=== YOUR OBJECTIVE ===
What this exercise needs is every entry restated as written, with no pictures.

---- MATERIAL SUPPLIED

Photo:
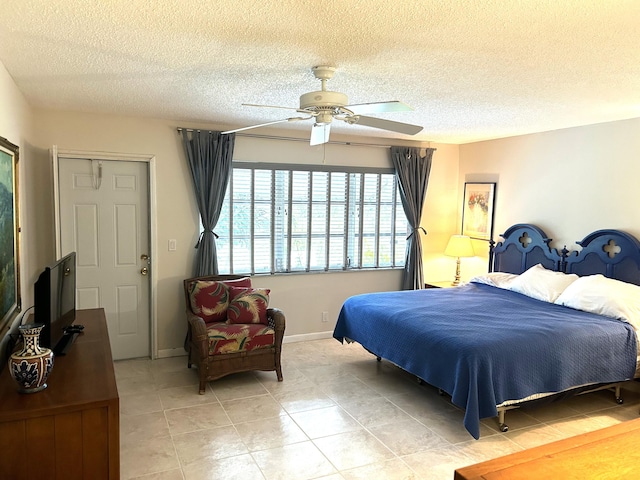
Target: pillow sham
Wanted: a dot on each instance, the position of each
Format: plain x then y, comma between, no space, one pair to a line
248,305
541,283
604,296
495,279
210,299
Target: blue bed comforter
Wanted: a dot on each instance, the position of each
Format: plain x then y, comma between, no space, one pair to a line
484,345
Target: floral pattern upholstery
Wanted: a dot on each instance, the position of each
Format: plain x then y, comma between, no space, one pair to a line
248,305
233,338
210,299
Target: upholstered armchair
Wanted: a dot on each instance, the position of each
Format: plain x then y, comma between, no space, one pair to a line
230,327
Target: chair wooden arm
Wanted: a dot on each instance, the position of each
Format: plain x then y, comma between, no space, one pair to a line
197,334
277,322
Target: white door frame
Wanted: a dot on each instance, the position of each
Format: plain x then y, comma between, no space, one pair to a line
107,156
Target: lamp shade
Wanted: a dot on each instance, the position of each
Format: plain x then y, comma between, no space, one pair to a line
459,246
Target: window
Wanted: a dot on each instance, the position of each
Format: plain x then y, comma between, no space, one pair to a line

--------

=== EXERCISE RESULT ===
Photo:
Target: pillow sham
Wanted: a dot on each instance, the position of each
Format: plain x then y, comma between, no space, one pair to a line
248,305
541,283
604,296
495,279
210,299
Target: blue bed comforter
Wanted: a dot on each instance, the position of each
Format: plain x then y, comma between, no space, one pair to a line
484,345
Target: floral pattern upholstery
Wanted: a dot on each instance, the position of each
Format: plain x then y, comma between, no space, one pair to a line
248,305
233,338
210,299
Target: upholstered armchair
Wanted: a dot on each instance, the position of each
Format: plain x then y, comma between, no space, one pair to a line
230,327
Target: chair wooden arm
Wanted: a dot on each instance, the position of each
Format: plain x then y, comma between, no space, one pair to a line
197,334
277,322
Target: white door frame
Wanted: a dot on each instance, the position of each
Format: plain x then y, comma between, no space, one pair to a line
107,156
Target: lamp shade
Wanted: a dot on each instance, the position of each
Format: plain x then y, comma between, no space, one pair to a line
459,246
Target: window
Wanted: a dot on each instance, the position of each
Format: plain x then y, comma between, no space, one pair to a line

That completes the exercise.